───── DATA SHOWN

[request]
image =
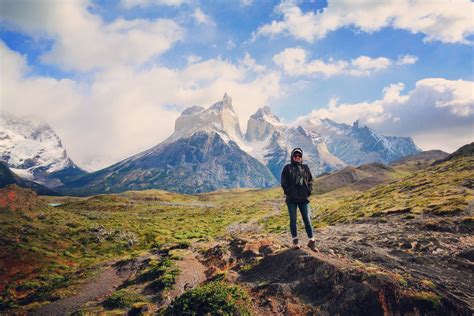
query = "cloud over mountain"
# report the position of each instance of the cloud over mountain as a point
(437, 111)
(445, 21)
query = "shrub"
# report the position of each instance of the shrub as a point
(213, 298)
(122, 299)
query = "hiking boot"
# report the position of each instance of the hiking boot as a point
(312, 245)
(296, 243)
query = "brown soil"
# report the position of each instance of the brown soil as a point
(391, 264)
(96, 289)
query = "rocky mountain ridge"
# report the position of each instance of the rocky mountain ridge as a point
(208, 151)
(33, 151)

──────────
───── DATA SHOWN

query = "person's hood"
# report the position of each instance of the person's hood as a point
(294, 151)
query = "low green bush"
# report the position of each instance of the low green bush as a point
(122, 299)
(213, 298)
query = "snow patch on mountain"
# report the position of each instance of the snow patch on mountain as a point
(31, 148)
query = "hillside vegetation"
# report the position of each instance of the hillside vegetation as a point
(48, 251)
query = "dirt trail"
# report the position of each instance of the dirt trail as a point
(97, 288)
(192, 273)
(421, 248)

──────────

◆ CHALLENGE: Pull out every line in the records that contains the word "over".

◆ THE COMPLETED TASK:
query = "cloud over mountain"
# report the position of each instance of the cloud over mountain as a point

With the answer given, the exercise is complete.